## Task instructions
Give only the number of lines in the records below that contain the word "from". Case counts.

## Given records
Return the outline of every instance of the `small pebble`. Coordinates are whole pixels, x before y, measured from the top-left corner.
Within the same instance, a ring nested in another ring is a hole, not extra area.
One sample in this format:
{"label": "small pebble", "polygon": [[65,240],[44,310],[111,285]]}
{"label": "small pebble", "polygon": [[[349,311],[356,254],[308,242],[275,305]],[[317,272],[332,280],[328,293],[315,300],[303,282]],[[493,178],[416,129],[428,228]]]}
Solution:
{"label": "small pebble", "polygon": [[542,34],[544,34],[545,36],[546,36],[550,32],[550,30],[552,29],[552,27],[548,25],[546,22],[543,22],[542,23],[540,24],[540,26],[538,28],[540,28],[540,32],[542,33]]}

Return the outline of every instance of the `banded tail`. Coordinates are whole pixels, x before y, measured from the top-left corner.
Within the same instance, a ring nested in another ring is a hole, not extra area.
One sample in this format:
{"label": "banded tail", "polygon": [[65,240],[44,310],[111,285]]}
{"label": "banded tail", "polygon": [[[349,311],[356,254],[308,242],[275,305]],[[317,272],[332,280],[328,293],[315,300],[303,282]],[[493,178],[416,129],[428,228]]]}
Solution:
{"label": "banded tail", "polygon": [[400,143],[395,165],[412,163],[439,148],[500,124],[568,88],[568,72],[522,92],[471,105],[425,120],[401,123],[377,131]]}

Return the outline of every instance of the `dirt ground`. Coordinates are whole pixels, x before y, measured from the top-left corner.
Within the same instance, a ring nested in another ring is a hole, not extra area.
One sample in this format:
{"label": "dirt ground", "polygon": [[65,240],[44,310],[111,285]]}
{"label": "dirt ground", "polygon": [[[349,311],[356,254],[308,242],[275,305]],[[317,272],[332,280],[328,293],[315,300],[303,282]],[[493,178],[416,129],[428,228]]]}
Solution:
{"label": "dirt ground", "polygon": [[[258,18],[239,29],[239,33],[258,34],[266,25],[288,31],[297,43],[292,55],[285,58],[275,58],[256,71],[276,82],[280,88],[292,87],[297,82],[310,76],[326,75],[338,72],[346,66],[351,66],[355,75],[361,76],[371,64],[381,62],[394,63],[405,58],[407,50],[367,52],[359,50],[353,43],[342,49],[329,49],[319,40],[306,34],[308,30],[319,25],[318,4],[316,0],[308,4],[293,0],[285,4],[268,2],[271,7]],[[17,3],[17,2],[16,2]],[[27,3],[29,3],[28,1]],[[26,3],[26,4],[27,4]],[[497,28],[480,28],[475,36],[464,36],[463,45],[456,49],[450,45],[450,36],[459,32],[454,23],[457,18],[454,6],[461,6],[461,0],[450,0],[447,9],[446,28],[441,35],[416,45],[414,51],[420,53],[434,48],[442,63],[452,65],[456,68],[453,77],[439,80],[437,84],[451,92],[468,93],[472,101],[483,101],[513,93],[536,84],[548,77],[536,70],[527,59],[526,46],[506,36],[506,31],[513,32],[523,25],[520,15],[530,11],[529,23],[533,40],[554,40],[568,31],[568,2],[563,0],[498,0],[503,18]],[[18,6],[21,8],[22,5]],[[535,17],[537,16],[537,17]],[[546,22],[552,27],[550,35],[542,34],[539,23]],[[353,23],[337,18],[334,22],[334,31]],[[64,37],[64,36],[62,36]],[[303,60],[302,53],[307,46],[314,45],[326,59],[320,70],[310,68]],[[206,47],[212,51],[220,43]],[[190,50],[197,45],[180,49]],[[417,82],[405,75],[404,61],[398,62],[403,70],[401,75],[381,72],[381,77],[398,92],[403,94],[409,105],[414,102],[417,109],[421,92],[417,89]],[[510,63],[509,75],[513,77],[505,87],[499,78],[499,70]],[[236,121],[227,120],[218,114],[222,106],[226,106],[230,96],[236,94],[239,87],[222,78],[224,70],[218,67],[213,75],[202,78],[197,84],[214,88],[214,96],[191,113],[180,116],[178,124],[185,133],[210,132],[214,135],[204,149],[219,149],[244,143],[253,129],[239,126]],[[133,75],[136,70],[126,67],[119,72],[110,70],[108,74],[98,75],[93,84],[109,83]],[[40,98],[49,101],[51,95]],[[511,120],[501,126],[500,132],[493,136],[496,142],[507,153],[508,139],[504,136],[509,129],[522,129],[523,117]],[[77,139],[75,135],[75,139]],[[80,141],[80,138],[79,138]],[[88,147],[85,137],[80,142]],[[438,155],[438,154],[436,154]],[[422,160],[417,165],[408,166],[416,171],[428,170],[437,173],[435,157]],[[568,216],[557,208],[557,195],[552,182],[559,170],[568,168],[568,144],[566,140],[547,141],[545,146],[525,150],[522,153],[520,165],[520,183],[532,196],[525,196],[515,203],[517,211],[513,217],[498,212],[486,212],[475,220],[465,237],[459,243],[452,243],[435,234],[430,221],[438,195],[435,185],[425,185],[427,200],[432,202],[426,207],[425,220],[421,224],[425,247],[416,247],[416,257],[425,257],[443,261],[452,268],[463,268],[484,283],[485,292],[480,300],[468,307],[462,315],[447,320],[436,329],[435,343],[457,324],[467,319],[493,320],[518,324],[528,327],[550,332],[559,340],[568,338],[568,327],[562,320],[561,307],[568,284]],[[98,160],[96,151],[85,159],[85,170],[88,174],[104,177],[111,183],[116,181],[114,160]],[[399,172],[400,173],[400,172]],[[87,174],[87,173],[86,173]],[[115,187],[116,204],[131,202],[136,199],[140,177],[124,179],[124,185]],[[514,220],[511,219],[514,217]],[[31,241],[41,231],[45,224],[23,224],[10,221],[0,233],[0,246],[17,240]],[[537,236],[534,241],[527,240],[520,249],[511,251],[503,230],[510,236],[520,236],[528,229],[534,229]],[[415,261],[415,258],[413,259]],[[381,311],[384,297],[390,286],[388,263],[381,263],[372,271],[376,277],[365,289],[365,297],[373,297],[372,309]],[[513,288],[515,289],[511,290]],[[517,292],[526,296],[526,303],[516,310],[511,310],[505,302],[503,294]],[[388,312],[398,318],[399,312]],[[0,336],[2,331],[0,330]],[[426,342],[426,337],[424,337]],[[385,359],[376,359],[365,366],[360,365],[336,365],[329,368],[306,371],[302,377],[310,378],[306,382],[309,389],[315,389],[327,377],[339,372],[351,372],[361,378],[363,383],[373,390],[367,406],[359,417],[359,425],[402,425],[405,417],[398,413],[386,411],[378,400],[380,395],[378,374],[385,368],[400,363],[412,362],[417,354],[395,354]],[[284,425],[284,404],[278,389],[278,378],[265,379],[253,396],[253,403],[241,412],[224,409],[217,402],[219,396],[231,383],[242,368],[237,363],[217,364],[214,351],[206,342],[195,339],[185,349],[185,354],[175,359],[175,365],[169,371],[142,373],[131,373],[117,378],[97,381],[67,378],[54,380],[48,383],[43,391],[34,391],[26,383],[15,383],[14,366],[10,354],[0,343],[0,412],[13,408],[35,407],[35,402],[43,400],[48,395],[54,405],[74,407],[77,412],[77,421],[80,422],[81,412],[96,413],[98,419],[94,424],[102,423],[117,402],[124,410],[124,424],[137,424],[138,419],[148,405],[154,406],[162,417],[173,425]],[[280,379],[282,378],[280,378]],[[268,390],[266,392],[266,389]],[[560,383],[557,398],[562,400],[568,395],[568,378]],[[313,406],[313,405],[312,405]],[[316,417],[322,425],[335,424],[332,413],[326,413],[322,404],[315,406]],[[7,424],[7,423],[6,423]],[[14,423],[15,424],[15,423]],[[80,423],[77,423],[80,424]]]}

## The output
3